▶ WHAT IS EXPECTED
Will you reproduce, character for character, the lines of the items below from the line containing "Mark every instance of the man" up to and including the line containing "Query: man in black shirt", and output nothing else?

▶ THE RECORDS

— begin —

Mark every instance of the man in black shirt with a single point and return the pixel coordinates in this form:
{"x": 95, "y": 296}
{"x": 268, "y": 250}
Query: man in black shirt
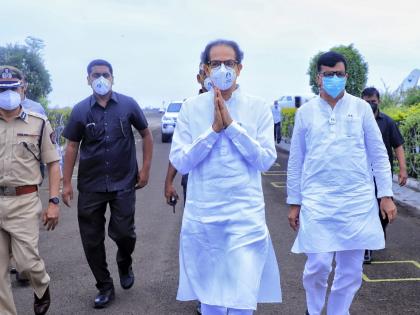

— end —
— begin —

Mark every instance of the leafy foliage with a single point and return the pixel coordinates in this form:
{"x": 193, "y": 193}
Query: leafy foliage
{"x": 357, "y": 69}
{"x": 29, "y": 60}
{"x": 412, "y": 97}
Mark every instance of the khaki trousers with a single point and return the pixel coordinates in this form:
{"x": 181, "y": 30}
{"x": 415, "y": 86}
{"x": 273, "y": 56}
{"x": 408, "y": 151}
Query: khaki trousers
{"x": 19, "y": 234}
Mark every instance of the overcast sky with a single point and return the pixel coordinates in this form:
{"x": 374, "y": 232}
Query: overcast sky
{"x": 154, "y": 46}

— end —

▶ EXERCISE ANSWER
Mark every instance of the man in black shirt with a single point and return the pixel coordinates in this form:
{"x": 95, "y": 296}
{"x": 268, "y": 250}
Query: man in black shirt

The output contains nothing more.